**Given exercise:**
Which lines in the items below contain the string "canvas"? Pull out each of those lines, and treat uppercase and lowercase as different.

**Supplied data:**
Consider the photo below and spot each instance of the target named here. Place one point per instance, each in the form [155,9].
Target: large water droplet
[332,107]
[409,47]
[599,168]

* * *

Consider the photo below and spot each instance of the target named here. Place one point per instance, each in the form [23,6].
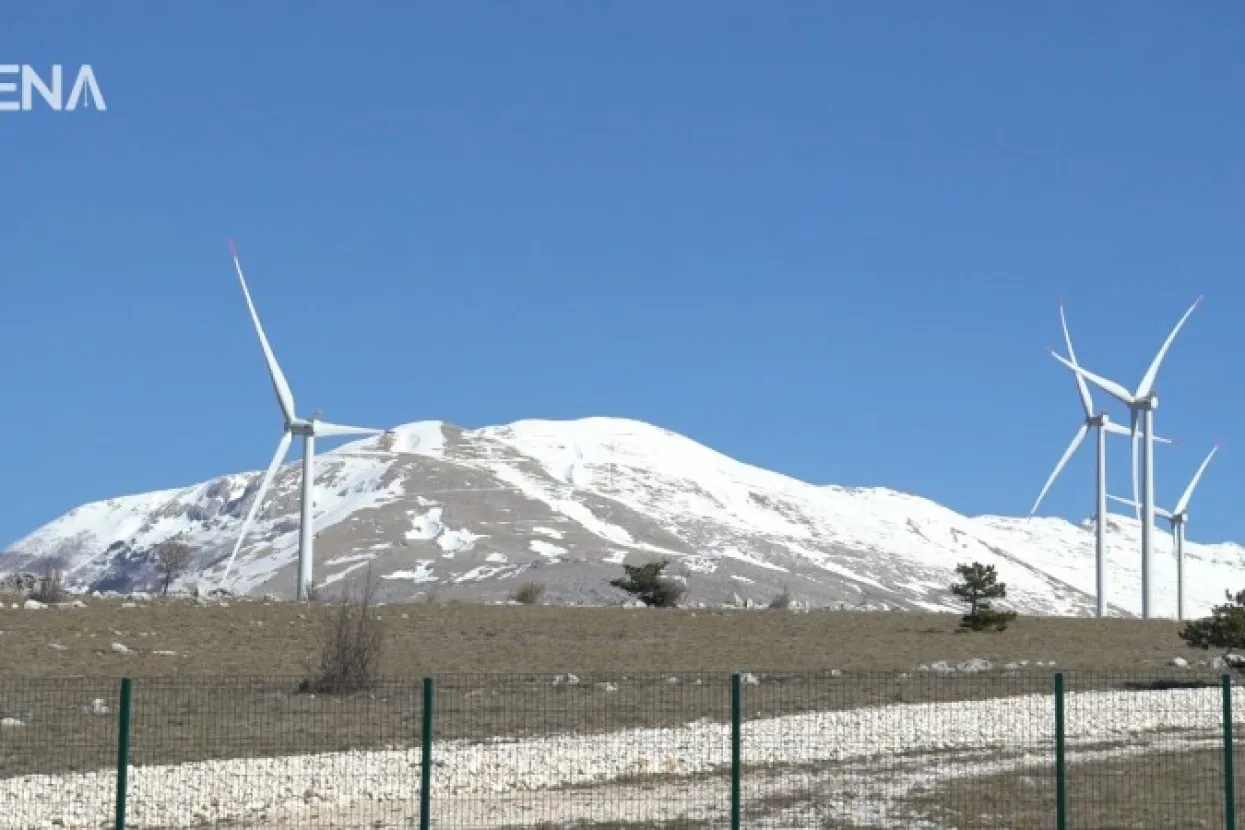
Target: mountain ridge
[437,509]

* * *

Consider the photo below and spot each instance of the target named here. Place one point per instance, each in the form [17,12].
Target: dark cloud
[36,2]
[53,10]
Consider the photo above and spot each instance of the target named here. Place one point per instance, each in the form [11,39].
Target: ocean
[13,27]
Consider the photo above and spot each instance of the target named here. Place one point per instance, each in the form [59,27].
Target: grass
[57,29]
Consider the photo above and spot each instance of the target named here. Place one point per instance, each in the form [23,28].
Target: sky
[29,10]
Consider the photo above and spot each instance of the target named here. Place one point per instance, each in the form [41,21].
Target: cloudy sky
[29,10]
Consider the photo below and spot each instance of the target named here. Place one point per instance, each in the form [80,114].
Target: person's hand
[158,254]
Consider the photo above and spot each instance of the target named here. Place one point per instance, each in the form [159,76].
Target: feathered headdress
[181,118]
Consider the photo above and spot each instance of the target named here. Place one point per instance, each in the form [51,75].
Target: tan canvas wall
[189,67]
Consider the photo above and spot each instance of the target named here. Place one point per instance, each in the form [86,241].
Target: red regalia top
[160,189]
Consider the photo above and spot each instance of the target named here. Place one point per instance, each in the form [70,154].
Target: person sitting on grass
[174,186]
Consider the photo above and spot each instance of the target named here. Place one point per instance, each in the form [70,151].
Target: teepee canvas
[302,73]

**Worked solution:**
Target: tan canvas wall
Target: teepee canvas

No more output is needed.